Give a verbatim repeat of the lines that run from the line containing "Reviewer note: verify that each instance of the short" to the end of the data below.

[Begin Data excerpts]

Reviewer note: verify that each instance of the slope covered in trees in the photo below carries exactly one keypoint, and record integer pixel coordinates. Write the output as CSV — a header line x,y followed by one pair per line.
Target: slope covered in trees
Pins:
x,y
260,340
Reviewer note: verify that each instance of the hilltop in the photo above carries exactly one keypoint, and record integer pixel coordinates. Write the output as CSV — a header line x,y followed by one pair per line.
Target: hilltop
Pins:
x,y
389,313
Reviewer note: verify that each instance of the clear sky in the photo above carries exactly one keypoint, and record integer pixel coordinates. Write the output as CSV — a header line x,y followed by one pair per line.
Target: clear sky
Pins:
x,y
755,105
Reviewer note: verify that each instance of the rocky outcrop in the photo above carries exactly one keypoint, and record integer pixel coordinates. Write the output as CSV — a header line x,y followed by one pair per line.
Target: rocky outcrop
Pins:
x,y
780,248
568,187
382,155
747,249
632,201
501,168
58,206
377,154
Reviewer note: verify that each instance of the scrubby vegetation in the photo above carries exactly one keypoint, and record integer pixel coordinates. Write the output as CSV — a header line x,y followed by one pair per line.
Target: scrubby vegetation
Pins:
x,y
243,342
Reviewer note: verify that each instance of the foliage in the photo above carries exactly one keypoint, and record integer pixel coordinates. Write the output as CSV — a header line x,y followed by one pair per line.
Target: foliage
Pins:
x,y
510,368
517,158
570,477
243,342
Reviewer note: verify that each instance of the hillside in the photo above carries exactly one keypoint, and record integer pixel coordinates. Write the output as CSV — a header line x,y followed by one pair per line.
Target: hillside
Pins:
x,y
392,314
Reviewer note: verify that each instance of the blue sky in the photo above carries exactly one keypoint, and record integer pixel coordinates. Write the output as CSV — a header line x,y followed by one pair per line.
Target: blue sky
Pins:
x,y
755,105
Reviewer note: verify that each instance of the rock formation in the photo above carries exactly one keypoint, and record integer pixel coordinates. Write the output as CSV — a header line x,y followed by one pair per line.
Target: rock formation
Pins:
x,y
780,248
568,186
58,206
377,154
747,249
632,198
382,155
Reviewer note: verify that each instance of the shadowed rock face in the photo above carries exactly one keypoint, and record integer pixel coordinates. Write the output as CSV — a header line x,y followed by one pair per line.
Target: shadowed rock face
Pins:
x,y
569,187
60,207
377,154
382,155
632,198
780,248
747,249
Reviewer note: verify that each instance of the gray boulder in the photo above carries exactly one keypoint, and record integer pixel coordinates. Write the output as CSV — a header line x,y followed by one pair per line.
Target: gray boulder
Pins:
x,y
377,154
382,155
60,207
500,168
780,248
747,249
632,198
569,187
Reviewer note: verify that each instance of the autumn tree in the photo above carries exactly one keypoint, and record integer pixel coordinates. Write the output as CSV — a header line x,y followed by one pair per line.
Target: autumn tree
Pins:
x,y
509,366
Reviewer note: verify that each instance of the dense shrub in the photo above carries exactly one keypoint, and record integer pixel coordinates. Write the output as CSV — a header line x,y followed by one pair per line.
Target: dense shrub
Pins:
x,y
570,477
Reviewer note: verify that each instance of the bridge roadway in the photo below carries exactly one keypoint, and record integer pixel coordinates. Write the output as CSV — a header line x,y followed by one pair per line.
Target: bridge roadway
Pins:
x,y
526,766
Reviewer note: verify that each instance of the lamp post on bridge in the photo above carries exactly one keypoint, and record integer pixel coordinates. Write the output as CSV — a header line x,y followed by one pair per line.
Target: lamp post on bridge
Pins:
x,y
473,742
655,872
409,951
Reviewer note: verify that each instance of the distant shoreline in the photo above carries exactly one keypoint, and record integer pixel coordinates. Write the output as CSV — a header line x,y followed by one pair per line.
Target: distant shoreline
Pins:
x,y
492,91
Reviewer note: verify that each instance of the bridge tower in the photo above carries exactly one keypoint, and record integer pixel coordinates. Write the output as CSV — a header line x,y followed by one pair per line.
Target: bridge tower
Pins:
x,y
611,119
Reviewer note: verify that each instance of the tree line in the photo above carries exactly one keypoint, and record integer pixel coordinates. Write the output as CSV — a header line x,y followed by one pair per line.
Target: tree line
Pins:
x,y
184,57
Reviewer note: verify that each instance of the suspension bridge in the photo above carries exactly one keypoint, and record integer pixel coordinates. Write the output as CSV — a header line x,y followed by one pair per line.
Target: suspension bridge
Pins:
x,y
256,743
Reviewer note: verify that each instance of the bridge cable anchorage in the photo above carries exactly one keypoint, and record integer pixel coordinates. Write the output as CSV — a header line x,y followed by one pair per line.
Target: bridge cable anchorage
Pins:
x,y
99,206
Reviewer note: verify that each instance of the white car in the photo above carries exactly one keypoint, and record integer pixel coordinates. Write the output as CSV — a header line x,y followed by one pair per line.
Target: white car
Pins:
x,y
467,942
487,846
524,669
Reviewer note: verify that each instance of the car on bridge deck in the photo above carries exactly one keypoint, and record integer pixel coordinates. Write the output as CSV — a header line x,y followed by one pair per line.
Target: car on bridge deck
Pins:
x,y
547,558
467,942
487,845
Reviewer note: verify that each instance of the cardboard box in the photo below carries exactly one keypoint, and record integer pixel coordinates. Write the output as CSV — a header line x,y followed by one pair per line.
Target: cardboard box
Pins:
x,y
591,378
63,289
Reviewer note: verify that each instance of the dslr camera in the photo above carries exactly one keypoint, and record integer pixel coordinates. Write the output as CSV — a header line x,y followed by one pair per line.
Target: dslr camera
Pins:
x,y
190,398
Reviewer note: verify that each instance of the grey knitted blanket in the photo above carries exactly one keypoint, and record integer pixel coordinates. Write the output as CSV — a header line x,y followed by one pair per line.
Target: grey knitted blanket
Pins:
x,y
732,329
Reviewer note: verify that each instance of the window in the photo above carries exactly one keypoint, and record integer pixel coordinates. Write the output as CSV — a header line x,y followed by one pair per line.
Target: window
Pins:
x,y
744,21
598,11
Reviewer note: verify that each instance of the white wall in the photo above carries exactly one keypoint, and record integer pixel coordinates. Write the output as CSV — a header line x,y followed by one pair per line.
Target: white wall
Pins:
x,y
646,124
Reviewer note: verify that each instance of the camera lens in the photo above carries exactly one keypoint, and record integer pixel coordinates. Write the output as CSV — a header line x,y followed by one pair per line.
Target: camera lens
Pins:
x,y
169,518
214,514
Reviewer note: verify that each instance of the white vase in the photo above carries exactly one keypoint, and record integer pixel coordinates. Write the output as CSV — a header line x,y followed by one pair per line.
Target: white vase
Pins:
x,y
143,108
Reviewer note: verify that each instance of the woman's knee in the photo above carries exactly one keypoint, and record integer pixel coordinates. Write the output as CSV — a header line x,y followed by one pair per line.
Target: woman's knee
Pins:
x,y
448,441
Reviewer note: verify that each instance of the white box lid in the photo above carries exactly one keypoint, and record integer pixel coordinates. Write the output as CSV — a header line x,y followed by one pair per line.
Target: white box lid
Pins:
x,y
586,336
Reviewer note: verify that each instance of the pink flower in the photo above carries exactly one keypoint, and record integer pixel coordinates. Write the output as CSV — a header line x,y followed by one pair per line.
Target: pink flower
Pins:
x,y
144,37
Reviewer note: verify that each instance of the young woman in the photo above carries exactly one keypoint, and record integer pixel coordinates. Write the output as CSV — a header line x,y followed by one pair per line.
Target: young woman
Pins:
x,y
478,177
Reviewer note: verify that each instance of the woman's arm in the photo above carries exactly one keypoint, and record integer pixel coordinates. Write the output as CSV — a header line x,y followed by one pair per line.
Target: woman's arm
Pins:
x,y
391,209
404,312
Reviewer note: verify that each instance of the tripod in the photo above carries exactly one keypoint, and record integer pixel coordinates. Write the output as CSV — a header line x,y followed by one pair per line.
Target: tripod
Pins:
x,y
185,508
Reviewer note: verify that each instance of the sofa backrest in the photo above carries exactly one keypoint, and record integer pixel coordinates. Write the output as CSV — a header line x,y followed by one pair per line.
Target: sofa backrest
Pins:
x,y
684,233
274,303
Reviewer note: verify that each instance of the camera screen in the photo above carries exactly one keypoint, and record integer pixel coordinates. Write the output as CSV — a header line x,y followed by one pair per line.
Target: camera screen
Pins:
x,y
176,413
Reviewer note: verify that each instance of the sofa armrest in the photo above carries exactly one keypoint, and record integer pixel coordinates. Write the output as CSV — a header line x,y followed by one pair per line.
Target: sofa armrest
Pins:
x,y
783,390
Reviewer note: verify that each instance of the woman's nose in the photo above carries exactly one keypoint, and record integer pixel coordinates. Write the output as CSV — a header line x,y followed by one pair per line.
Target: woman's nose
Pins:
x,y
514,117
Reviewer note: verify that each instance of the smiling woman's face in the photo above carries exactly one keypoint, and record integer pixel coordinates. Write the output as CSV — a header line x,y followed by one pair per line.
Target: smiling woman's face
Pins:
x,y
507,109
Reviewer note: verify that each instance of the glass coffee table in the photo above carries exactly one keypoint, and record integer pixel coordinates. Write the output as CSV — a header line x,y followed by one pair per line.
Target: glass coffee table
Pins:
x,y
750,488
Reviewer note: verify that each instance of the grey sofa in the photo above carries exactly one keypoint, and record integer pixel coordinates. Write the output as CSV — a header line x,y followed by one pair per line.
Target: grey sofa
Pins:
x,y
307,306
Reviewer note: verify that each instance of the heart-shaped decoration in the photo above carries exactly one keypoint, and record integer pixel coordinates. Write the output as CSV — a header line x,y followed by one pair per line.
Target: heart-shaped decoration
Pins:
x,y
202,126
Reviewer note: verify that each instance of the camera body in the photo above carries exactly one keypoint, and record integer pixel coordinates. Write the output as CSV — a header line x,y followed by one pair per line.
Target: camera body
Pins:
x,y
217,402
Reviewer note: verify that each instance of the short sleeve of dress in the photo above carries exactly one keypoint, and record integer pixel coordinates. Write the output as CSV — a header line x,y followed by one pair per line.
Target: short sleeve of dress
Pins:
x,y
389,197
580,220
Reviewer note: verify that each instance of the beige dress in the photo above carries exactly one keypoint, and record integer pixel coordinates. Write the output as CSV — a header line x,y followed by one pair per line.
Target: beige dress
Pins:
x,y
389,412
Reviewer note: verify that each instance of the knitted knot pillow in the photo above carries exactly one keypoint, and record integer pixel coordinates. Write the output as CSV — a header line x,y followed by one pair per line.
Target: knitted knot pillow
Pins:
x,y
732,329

[End Data excerpts]

Reply =>
Reviewer note: verify that each instance of the short sleeve of dress in the photo above carries exactly one keypoint, and record integer pixel coordinates. Write the output as CSV — a header line x,y followed by one pair per line.
Target: short sleeve of dress
Pins:
x,y
389,197
580,220
Reviewer note: verify that each instance of the beige dress in the photo above carries exactly one keypoint, and record integer pixel coordinates. Write the output as CSV — a header line x,y followed by one pair per line.
Target: beige dress
Pins:
x,y
389,412
Reviewer note: verify that each instance of the knitted knot pillow in the photo above carries exactly one keypoint, and record integer pixel coordinates. Write the output as CSV — a header line x,y followed by one pair per line.
Target: knitted knot pillow
Pins:
x,y
732,329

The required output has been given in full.